## TASK MATERIAL
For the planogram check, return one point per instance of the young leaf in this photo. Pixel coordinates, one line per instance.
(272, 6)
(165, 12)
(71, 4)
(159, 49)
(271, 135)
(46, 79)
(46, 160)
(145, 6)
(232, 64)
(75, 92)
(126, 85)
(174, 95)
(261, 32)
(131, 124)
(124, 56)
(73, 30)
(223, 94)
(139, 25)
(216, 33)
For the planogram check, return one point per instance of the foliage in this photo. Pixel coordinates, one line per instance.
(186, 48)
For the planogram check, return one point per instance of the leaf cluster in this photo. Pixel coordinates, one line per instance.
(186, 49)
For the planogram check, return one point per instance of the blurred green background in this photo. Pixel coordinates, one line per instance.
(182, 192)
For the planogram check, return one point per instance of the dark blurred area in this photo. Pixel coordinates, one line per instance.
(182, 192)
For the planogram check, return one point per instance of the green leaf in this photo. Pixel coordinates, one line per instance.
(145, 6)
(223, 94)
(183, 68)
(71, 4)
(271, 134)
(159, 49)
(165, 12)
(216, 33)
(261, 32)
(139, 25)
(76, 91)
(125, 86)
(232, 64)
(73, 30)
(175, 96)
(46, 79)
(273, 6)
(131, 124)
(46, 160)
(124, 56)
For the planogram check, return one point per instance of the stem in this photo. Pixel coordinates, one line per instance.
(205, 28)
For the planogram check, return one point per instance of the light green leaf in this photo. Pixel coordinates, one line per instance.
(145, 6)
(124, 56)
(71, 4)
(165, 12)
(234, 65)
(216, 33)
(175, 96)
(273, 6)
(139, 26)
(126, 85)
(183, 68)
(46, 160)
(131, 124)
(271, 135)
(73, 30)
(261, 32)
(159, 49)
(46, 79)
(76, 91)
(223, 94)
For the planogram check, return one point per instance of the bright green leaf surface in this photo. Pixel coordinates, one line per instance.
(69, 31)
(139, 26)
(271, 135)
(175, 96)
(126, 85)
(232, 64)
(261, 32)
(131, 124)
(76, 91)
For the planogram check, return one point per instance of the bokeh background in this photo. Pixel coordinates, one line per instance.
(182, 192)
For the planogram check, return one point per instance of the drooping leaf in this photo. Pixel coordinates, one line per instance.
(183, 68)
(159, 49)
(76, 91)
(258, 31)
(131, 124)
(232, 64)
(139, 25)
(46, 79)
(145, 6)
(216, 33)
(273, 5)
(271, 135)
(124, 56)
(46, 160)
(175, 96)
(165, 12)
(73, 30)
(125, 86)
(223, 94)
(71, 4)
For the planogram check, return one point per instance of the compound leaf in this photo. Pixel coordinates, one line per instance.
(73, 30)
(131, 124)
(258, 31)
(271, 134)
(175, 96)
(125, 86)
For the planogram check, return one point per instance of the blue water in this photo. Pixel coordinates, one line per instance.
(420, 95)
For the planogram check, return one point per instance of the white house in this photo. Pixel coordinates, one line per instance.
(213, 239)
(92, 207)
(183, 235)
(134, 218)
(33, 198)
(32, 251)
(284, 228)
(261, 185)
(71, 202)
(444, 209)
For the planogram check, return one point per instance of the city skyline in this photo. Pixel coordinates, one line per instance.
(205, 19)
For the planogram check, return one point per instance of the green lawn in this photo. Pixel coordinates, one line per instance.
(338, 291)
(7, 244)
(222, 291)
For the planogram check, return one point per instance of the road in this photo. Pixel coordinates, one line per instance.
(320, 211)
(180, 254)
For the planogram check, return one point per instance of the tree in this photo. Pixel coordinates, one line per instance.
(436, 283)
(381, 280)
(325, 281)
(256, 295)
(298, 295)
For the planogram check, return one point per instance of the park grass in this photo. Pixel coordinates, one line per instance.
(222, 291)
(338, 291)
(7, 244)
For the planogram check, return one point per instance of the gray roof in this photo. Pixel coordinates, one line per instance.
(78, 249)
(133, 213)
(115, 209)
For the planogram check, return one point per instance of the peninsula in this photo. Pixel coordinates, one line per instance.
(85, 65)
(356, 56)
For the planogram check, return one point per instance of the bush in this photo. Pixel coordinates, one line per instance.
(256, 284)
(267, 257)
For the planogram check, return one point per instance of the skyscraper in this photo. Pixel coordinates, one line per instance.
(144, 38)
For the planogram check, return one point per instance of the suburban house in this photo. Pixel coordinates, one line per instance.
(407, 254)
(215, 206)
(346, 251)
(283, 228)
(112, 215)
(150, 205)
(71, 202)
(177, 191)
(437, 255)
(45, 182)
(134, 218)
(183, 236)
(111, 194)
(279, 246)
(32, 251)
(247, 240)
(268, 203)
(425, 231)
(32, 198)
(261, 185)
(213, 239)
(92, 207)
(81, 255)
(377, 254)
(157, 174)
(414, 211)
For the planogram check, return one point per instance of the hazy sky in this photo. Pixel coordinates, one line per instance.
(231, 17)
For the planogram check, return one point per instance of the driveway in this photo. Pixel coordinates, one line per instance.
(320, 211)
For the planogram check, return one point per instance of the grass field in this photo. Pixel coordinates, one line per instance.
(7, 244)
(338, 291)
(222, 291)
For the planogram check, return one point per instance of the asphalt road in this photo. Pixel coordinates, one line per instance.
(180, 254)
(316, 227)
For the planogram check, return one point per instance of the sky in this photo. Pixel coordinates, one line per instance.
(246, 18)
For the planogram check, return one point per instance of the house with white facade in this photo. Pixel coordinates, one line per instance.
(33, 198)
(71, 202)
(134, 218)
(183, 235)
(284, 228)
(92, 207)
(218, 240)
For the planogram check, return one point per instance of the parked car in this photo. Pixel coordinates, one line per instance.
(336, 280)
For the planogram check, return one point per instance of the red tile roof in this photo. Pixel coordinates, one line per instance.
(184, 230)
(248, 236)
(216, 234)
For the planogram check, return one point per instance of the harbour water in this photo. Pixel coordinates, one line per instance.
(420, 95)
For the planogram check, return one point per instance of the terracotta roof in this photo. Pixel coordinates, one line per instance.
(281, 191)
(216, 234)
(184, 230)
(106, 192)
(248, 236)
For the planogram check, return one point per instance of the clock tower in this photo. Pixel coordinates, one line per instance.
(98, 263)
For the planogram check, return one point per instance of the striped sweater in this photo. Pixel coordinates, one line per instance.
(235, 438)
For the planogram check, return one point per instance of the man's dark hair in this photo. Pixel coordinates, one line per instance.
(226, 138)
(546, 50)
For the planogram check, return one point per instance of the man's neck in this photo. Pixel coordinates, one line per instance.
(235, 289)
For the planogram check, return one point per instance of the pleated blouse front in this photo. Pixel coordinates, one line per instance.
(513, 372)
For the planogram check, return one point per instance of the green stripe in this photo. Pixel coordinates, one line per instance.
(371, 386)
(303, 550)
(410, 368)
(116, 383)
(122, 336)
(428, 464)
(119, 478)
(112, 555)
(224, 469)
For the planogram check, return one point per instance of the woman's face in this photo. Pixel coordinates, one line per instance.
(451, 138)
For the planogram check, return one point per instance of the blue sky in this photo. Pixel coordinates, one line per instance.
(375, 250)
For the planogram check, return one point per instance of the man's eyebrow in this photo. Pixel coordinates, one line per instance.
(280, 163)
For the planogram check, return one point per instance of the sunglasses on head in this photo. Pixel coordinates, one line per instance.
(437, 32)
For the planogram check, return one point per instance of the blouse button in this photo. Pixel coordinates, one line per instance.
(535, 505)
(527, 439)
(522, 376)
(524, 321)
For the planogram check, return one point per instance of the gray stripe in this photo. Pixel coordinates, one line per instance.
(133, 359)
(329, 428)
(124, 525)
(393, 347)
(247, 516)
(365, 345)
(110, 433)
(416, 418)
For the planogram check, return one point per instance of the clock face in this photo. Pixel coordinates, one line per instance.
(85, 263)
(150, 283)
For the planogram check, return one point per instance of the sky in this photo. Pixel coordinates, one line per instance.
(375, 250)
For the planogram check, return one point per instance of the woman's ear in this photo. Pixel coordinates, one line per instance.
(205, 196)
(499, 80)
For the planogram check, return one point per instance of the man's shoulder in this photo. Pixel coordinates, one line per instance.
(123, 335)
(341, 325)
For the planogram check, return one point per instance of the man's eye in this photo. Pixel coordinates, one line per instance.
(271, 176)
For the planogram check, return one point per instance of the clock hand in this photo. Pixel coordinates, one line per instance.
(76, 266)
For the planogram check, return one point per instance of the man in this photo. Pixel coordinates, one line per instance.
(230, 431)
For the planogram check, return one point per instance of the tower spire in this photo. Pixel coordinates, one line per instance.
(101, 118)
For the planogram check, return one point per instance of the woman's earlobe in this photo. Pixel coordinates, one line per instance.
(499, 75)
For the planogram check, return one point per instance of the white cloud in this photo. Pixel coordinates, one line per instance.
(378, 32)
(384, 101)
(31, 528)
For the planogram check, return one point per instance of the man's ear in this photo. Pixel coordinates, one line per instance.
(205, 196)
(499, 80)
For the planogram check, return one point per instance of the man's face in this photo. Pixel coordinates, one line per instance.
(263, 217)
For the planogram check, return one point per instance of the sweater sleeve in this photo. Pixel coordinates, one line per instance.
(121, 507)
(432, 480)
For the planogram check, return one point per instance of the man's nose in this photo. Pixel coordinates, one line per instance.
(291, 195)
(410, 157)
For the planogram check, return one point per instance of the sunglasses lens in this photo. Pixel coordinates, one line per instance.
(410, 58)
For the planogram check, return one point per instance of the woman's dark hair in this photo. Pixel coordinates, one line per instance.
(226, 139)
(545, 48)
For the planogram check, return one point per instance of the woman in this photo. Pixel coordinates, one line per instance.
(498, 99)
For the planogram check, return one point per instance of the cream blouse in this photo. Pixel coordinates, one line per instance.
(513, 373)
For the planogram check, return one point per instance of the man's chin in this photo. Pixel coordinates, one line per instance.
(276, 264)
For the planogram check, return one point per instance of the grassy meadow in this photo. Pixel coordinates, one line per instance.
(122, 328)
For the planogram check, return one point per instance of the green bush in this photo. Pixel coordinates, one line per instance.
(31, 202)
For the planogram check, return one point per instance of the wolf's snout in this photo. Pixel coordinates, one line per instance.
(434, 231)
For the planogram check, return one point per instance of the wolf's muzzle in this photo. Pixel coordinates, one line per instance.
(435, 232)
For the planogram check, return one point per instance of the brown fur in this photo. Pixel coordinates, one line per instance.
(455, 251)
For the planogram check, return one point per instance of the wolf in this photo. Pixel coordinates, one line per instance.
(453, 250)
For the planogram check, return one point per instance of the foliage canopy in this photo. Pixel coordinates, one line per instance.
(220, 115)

## WHAT TO PRODUCE
All lines from the one with "the man's chin" through the final line above are to be quoted exactly; quote no other line.

## WRITTEN SOLUTION
For the planogram check, return one point per instance of the man's chin in this photo. Pixel coordinates, one line per instance.
(276, 264)
For the planogram check, return one point per instance of the grassy meadow in this photo. Pixel coordinates, one line per instance.
(122, 328)
For the planogram check, return one point per instance of the green bush in this photo. Pixel coordinates, one line per instance.
(31, 202)
For the planogram check, return one point per instance of the wolf's snout in this photo. Pixel coordinates, one line per instance.
(434, 231)
For the planogram check, return one point per instance of the wolf's muzzle in this photo. Pixel coordinates, one line per instance.
(435, 232)
For the planogram check, return one point per instance of the brown fur in this photo. Pixel coordinates, one line per instance.
(455, 251)
For the planogram check, return one point per instance of the wolf in this photo. Pixel coordinates, one line per instance.
(453, 250)
For the planogram check, return one point per instance of the foliage canopy in this photo. Pixel coordinates, one line per instance.
(220, 115)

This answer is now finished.